[[ RECORDS TO USE, beginning ]]

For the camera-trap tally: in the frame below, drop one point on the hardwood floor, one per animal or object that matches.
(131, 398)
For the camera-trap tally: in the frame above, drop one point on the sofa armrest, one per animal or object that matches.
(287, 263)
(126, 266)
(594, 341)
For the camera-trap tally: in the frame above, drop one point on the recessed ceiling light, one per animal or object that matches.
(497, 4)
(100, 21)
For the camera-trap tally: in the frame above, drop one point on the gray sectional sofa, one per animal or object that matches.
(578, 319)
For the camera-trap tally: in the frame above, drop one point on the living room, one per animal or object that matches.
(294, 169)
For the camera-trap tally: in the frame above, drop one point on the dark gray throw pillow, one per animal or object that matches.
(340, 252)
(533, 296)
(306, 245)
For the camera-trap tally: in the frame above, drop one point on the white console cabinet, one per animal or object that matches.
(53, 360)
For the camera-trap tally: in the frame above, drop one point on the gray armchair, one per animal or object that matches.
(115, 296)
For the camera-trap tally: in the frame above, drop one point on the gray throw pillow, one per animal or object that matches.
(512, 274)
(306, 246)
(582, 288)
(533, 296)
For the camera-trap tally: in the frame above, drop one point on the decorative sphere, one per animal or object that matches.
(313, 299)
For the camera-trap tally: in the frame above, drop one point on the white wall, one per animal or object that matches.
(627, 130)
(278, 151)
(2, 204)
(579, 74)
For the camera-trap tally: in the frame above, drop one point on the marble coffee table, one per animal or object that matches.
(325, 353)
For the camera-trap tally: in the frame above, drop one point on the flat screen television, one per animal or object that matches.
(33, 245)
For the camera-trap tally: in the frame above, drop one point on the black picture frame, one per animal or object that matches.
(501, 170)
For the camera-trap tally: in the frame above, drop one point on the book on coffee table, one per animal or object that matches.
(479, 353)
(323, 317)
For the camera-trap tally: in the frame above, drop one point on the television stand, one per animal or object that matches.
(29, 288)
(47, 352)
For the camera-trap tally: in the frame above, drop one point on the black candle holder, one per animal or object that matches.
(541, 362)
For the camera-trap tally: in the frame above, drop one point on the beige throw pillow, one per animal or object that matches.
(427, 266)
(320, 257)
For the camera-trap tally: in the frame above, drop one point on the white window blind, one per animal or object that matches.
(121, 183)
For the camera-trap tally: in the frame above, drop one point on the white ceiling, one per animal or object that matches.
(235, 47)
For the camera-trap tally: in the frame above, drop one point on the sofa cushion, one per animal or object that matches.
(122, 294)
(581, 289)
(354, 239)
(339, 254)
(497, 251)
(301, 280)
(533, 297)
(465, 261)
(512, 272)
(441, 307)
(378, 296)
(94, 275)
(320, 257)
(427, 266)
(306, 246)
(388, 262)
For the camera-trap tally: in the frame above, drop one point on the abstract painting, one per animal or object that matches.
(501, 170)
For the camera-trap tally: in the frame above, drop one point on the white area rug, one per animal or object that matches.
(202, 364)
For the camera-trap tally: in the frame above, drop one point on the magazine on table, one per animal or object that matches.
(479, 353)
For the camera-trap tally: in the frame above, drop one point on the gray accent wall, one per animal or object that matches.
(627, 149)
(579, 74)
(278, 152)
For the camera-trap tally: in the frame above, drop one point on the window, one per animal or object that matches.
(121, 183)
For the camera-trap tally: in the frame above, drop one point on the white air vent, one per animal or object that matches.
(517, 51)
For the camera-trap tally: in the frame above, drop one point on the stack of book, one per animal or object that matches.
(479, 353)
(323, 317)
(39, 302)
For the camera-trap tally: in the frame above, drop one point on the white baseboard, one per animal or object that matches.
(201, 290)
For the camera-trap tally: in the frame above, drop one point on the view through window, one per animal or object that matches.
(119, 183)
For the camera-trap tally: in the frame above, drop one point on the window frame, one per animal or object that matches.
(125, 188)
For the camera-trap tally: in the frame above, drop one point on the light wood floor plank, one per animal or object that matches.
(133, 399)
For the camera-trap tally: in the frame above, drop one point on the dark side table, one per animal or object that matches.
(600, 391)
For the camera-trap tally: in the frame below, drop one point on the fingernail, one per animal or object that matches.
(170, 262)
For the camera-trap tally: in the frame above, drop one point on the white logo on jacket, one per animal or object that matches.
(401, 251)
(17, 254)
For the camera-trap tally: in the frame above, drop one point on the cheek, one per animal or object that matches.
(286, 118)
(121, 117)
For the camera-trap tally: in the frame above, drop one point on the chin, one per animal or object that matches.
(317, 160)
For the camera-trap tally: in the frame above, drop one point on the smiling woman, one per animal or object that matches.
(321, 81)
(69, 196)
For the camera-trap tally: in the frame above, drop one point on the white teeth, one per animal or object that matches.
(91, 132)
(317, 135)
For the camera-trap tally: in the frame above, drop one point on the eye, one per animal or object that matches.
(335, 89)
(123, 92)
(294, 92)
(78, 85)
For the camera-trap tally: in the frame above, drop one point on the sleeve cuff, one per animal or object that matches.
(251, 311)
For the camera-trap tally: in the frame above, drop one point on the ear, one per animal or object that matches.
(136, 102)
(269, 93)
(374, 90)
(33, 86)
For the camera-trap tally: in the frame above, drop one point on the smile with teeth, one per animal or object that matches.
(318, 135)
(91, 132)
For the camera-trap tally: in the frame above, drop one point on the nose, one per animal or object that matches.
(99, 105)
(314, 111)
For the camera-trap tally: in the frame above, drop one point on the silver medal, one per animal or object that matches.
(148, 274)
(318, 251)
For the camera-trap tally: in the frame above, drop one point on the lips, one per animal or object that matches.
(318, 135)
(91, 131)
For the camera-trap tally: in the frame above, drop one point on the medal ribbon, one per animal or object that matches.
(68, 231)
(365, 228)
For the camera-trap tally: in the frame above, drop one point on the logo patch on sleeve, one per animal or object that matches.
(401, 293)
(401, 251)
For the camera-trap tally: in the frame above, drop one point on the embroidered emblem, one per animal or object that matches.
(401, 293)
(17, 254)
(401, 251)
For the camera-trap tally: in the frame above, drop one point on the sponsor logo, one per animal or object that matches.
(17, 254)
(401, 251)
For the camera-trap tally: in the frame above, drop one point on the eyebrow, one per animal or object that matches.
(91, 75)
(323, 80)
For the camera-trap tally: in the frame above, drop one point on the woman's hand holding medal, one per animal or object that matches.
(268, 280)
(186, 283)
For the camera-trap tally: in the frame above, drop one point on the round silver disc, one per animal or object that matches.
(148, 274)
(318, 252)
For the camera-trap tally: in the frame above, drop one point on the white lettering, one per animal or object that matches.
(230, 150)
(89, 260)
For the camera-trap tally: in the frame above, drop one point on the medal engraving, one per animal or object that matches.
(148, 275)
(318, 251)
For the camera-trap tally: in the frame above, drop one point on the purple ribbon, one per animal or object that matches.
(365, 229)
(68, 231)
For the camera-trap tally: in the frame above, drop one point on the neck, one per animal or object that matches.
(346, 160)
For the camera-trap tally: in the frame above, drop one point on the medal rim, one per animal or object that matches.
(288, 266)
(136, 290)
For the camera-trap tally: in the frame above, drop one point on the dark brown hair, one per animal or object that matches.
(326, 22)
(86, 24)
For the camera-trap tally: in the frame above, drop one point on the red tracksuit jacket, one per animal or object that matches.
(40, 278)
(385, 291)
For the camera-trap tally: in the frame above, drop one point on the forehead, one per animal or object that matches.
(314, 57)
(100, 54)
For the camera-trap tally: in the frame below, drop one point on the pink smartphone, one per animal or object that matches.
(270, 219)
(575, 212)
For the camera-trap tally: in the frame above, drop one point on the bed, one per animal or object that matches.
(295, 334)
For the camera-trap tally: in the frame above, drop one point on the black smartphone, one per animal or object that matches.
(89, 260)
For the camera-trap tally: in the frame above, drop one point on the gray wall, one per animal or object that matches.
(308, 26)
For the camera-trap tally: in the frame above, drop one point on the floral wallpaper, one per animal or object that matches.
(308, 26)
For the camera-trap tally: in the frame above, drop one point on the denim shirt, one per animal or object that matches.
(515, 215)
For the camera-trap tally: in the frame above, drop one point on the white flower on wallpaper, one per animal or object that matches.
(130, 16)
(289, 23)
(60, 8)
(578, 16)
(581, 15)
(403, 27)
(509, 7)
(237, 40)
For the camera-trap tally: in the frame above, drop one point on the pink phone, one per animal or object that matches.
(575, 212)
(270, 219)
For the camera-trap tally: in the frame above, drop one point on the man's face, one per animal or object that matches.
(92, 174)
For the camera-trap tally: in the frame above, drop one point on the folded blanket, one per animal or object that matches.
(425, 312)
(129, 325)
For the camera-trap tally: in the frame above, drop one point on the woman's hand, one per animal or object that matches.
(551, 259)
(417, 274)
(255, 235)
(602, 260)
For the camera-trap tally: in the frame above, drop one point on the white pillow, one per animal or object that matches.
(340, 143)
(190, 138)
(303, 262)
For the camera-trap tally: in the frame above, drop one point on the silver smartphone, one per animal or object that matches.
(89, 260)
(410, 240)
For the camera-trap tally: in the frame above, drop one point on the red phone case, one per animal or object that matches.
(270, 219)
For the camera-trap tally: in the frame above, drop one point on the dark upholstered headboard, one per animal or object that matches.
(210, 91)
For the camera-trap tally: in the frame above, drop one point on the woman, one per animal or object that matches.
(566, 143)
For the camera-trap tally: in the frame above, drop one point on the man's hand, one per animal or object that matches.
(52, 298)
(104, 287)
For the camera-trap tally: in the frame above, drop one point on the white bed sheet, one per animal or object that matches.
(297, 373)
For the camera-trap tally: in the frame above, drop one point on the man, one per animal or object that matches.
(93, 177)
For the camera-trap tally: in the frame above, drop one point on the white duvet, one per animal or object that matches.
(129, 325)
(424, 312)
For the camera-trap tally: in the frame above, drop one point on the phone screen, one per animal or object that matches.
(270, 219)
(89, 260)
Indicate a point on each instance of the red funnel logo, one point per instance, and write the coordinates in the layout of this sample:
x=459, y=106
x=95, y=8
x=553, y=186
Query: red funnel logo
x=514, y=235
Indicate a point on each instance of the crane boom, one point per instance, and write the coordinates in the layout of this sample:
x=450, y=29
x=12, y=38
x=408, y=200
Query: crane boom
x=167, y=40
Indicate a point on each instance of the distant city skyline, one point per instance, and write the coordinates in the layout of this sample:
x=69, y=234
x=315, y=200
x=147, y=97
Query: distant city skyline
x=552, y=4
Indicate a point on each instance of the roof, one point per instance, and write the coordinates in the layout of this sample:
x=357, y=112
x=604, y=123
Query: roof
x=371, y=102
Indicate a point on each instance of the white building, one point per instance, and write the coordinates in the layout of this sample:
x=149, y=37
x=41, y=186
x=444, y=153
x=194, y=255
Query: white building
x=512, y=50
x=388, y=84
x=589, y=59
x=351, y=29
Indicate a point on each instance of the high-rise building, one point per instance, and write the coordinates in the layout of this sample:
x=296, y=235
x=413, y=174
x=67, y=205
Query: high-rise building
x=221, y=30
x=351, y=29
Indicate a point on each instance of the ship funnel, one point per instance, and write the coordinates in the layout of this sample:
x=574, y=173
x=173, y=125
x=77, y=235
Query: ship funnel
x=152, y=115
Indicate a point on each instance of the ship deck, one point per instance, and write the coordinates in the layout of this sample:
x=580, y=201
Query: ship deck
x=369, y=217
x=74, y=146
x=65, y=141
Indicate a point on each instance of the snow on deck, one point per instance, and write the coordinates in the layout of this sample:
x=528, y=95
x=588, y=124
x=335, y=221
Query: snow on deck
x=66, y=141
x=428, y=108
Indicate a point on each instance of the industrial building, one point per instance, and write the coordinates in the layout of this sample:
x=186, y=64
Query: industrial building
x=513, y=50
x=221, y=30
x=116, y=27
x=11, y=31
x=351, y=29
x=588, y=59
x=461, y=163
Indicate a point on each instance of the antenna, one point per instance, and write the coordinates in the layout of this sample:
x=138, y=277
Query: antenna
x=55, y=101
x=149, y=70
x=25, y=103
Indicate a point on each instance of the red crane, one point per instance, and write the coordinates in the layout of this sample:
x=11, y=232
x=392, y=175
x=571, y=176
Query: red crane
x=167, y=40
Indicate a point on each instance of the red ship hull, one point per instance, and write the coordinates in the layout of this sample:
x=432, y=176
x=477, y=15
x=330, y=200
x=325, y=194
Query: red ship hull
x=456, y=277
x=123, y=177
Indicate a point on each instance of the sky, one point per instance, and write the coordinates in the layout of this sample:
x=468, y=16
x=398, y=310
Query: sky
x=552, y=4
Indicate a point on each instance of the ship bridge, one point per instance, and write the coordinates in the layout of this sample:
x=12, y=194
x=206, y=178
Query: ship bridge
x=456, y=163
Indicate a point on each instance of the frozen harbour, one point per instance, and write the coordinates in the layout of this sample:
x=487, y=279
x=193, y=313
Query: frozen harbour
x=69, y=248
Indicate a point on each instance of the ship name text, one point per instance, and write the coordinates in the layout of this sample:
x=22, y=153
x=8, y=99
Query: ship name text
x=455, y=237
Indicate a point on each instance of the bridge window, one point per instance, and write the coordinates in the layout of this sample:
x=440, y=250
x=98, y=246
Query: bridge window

[[ RECORDS TO USE, end ]]

• **WORK TO COMPLETE**: Copy the lines above exactly, beginning at the line that has "Indicate a point on each instance of the roof, one" and stopping after the line that has "x=580, y=201", and omit the rest.

• **RESPONSE TO THE TASK**:
Indicate a point on each instance of the roof, one point per instance, and write the coordinates in the layout of this sample:
x=357, y=112
x=604, y=123
Query: roof
x=371, y=102
Indicate a point on each instance of the white building, one point per instance, and write the coordinates in the layout of this sample:
x=149, y=37
x=41, y=186
x=444, y=153
x=194, y=255
Query: white building
x=512, y=50
x=388, y=84
x=589, y=59
x=351, y=29
Indicate a point on each instance of the high-rise building, one point per instance, and write the coordinates in the layout of this sample:
x=296, y=235
x=413, y=174
x=67, y=205
Query: high-rise building
x=221, y=30
x=351, y=29
Indicate a point on each instance of the ship funnel, one point per instance, and write the coordinates in the layout of this sample:
x=574, y=173
x=173, y=125
x=77, y=235
Query: ship funnel
x=152, y=115
Indicate a point on each instance of the ship deck, one point per instance, and write the coordinates in the layout of this sample:
x=580, y=201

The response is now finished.